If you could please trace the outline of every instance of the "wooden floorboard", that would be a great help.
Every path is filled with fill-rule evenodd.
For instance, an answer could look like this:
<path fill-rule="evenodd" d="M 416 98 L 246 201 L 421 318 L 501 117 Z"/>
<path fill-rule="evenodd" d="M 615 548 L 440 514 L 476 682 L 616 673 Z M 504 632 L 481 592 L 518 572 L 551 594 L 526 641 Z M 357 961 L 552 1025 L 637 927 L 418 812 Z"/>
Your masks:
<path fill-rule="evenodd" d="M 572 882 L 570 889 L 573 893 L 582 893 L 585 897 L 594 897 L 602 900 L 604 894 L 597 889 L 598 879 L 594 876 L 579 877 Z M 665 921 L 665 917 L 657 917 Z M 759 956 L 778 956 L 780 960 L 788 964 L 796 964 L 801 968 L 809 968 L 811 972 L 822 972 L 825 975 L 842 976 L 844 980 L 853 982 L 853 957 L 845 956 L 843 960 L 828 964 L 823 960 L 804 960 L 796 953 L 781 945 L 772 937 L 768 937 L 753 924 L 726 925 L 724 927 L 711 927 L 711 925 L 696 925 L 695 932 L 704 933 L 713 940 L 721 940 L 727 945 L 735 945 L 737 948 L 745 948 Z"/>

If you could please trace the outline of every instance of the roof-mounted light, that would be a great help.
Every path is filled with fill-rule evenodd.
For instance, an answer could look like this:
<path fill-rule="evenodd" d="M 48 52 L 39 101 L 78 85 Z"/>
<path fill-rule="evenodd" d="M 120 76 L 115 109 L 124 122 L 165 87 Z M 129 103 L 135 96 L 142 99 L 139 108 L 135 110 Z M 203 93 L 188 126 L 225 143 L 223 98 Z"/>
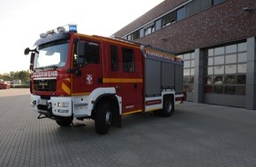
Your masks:
<path fill-rule="evenodd" d="M 69 33 L 78 33 L 77 25 L 70 24 L 69 25 Z"/>
<path fill-rule="evenodd" d="M 58 33 L 65 32 L 65 28 L 64 26 L 59 26 L 59 27 L 56 28 L 56 31 Z"/>

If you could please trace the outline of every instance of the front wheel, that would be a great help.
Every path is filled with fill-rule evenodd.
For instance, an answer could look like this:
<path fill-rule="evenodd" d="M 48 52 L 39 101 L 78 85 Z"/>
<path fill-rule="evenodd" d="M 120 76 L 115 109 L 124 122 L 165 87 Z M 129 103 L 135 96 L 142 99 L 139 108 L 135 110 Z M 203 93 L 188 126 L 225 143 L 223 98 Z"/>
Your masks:
<path fill-rule="evenodd" d="M 105 134 L 109 132 L 112 121 L 110 105 L 101 102 L 95 113 L 95 130 L 97 134 Z"/>

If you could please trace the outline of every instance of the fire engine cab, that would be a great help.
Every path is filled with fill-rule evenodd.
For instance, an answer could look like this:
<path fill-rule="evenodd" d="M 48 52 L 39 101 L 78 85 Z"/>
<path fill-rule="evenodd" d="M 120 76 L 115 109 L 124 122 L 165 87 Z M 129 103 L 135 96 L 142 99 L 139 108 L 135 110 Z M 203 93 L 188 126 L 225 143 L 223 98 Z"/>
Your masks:
<path fill-rule="evenodd" d="M 40 35 L 31 53 L 31 109 L 59 126 L 93 119 L 96 133 L 121 127 L 122 115 L 169 117 L 185 100 L 183 61 L 123 39 L 78 33 L 76 25 Z M 66 30 L 67 29 L 67 30 Z"/>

▶ _TASK GOAL_
Lay out every line of the entries above as a single numbered list, omitting blank lines. Leave the pictures out of the list.

▶ _REPLY_
1. If you could please trace the outline of every instance of the "wooden floorboard", that would be a great help.
2. Every path is filled with fill-rule evenodd.
3. For instance, an answer could look like this:
4. <path fill-rule="evenodd" d="M 416 98 L 246 201 L 421 318 L 501 117 Z"/>
5. <path fill-rule="evenodd" d="M 615 548 L 440 514 L 476 682 L 616 673 Z M 504 632 L 481 592 L 518 572 L 551 594 L 526 641 Z M 357 961 L 552 1025 L 637 927 L 418 812 Z"/>
6. Your masks:
7. <path fill-rule="evenodd" d="M 572 882 L 570 889 L 573 893 L 582 893 L 585 897 L 594 897 L 602 900 L 604 894 L 597 889 L 598 879 L 594 876 L 579 877 Z M 665 921 L 665 917 L 657 917 Z M 759 956 L 778 956 L 780 960 L 788 964 L 796 964 L 801 968 L 809 968 L 811 972 L 822 972 L 825 975 L 842 976 L 844 980 L 853 982 L 853 957 L 845 956 L 843 960 L 828 964 L 823 960 L 804 960 L 796 953 L 781 945 L 772 937 L 768 937 L 753 924 L 726 925 L 724 927 L 711 927 L 711 925 L 696 925 L 695 932 L 704 933 L 713 940 L 721 940 L 727 945 L 735 945 L 737 948 L 745 948 Z"/>
8. If you could please trace the outline of every instance of the roof-mounted light, that would be a great help.
9. Every path is filled with fill-rule evenodd.
10. For instance, an answer could look like this:
11. <path fill-rule="evenodd" d="M 48 52 L 39 101 L 78 85 Z"/>
12. <path fill-rule="evenodd" d="M 120 76 L 115 109 L 124 122 L 165 87 Z M 129 103 L 135 96 L 142 99 L 139 108 L 135 110 Z M 203 93 L 188 126 L 225 143 L 223 98 Z"/>
13. Your masks:
14. <path fill-rule="evenodd" d="M 69 33 L 78 33 L 77 25 L 70 24 L 69 25 Z"/>
15. <path fill-rule="evenodd" d="M 58 33 L 65 32 L 65 28 L 64 26 L 59 26 L 59 27 L 56 28 L 56 31 Z"/>
16. If you could please trace the outline of every instance of the front wheel, that would be a great help.
17. Every path is filled with fill-rule evenodd.
18. For instance, an answer could look like this:
19. <path fill-rule="evenodd" d="M 48 52 L 39 101 L 78 85 Z"/>
20. <path fill-rule="evenodd" d="M 120 76 L 115 109 L 124 122 L 165 87 Z M 129 103 L 135 96 L 142 99 L 139 108 L 135 110 Z M 203 93 L 188 126 L 225 143 L 223 98 Z"/>
21. Your masks:
22. <path fill-rule="evenodd" d="M 105 134 L 109 132 L 112 121 L 110 105 L 101 102 L 95 113 L 95 130 L 97 134 Z"/>
23. If you could please trace the outline of every instance of the fire engine cab, that would be a great help.
24. Every path is filled with fill-rule evenodd.
25. For instance, an answer could look like this:
26. <path fill-rule="evenodd" d="M 48 52 L 39 101 L 78 85 Z"/>
27. <path fill-rule="evenodd" d="M 120 76 L 115 109 L 124 122 L 165 87 Z M 129 103 L 135 96 L 142 99 L 139 108 L 135 110 Z M 203 93 L 188 126 L 225 143 L 223 98 Z"/>
28. Your masks:
29. <path fill-rule="evenodd" d="M 40 35 L 31 53 L 31 109 L 59 126 L 93 119 L 96 133 L 121 127 L 122 115 L 169 117 L 185 100 L 183 61 L 123 39 L 78 33 L 76 25 Z M 66 30 L 67 29 L 67 30 Z"/>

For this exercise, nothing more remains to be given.